--- RECORD EXCERPTS Enclosed Below ---
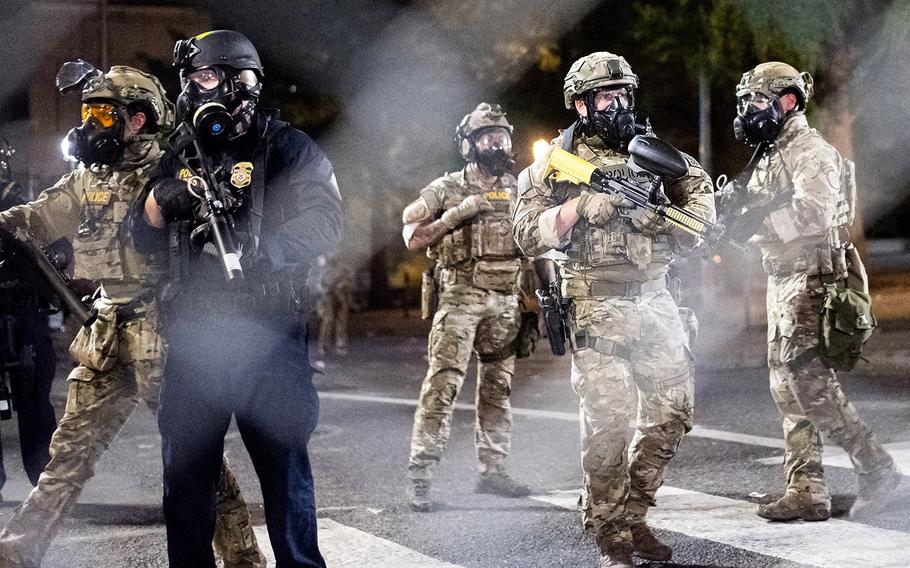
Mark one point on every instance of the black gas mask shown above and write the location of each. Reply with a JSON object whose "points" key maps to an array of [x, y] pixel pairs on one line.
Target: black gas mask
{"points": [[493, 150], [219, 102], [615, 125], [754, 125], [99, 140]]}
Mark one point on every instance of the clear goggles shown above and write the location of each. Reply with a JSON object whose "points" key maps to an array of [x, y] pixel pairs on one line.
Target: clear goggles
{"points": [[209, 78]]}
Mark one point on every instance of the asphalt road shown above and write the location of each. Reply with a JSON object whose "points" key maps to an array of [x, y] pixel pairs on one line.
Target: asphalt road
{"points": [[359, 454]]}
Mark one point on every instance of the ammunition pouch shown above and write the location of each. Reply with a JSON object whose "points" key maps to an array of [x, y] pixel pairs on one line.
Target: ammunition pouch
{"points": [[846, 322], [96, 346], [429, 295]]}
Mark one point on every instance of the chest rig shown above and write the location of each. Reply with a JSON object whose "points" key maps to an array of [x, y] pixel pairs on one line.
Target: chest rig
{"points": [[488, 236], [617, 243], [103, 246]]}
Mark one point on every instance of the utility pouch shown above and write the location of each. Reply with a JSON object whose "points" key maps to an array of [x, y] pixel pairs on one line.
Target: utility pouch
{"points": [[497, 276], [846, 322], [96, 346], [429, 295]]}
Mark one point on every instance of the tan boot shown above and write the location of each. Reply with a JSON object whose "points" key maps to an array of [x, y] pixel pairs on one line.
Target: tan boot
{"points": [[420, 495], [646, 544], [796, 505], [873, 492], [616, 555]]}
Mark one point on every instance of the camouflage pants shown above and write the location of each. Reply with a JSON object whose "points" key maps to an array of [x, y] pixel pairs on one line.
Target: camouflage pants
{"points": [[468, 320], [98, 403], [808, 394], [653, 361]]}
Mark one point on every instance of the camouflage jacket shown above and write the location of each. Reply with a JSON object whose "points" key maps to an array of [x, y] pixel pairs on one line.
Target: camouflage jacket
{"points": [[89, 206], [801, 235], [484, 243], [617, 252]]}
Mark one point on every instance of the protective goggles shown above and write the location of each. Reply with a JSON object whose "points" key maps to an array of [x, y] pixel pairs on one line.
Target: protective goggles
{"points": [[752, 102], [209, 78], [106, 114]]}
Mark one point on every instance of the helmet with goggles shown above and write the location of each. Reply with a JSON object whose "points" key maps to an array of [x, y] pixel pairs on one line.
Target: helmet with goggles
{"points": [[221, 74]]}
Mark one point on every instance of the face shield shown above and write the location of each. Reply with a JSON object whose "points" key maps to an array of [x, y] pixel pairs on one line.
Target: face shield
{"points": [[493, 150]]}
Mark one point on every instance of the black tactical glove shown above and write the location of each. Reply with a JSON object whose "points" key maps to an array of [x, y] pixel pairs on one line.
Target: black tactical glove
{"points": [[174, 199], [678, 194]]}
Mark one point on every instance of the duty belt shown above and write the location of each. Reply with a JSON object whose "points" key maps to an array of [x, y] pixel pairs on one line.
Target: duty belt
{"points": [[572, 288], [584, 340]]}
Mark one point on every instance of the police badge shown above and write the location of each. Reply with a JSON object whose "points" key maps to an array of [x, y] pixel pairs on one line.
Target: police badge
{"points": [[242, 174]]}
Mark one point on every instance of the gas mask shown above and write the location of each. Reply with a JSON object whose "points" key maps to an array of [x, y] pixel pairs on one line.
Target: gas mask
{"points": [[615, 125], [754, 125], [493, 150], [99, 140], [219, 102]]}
--- End of Enclosed RECORD EXCERPTS ---
**WORK INSTRUCTIONS:** Every entry above should be returned exactly, with no images included.

**YOUR RESPONSE:**
Mark one point on every instance of the black gas mask shown above and write the location of each. Reply with a JSON object whose "points" key maps to an array of [x, y] pixel pairs on one line.
Target: black gas mask
{"points": [[493, 150], [219, 102], [615, 125], [754, 125], [99, 140]]}
Mark one point on every instance of the clear goggles shown above and write the location of each. Reply with a JSON object whose "points" key maps to an array of [x, y] pixel pairs on one line.
Target: clear goggles
{"points": [[209, 78]]}
Mark one point on every instance of the asphalt road shown above and write the location of each. Reply with a JSON object whose "points" key maps to an array of [x, y] pixel pairs on one line.
Target: asphalt road
{"points": [[359, 454]]}
Mark one point on every instance of the ammunition pouch shown above and write the location of each. Reply with a JSON object whose "points" key maps to an array of [x, y] pixel pairs on one line.
Target: ammunition pouch
{"points": [[846, 322], [96, 346], [429, 295]]}
Mark one point on every instance of the chest rig shown above and write the location of each. Reply with a JSON object whose "points" key maps to an array of [x, y] pixel pairs on one line.
Target: chest rig
{"points": [[488, 236], [617, 243], [103, 246]]}
Mark one point on every instance of the utility pouch shown above and write the location of each. Reply with a JSON object whose "points" key maps to an array of [x, y] pixel pairs on one line.
Target: utility pouch
{"points": [[497, 276], [846, 322], [96, 346], [429, 295]]}
Mark one point on every instance of the tan boot shown above and write the location of each. Reply with a JSON object whose "points" key maps to an array of [x, y] pixel pairs on one line.
Target: tan boot
{"points": [[420, 495], [646, 544], [796, 505], [873, 492], [616, 555]]}
Mark one point on every instance of the camouflage pants shown above and write the location of each. Reply with a JSON object whose "points" key maps to an array of [x, y] pixel pairs on one line.
Target: camouflage pants
{"points": [[468, 320], [98, 403], [808, 394], [653, 361]]}
Mark one point on every instance of the camouflage jacket shown above and write the location of each. Reply with a JSON object whose "points" key maps to an array of [x, y] pixel pairs on one line.
Target: camouflage jacket
{"points": [[89, 206], [801, 235], [484, 243], [617, 252]]}
Mark one point on every instance of the protective goggles shown above and write the location of each. Reply with a JSON object whose "points" key maps to an array of [x, y] pixel pairs on one line.
Target: protective goggles
{"points": [[752, 102], [209, 78], [106, 114]]}
Mark one point on every instance of the helmet with goggles shown above and write the location of each. Reply with a JSON object whose "points" key maps to an array of [x, y] pixel pairs on one line.
Target: helmet with goggles
{"points": [[221, 74]]}
Mark one point on every instance of the face shield shown above and write the location of each. Reply with a JSON object whose "points" key maps to an array of [x, y] pixel pairs on one line.
Target: face shield
{"points": [[493, 150]]}
Mark one point on every instance of the black tactical glove shown above and write the location of each. Reply with a JSON object whose "points" key maps to an array of [x, y] pixel pairs on one line.
Target: black tactical glove
{"points": [[174, 199], [678, 194]]}
Mark one point on every instance of the duty belt shown above and write the location of each. Reply with a JSON object whose "points" key maps to an array of [x, y] pixel pairs on one line.
Target: duty belt
{"points": [[572, 288], [584, 340]]}
Mark one point on every instance of the police badge shown above and write the location of each. Reply with a JSON object whose "points" key maps to an array of [x, y] pixel pairs on one line.
Target: police badge
{"points": [[242, 174]]}
Mark one point on every instance of the gas mask shown above and write the location of each. Reply with a JSON object whose "points" key maps to an array of [x, y] pixel pairs on one line.
Target: gas mask
{"points": [[615, 125], [754, 125], [493, 150], [99, 140], [219, 102]]}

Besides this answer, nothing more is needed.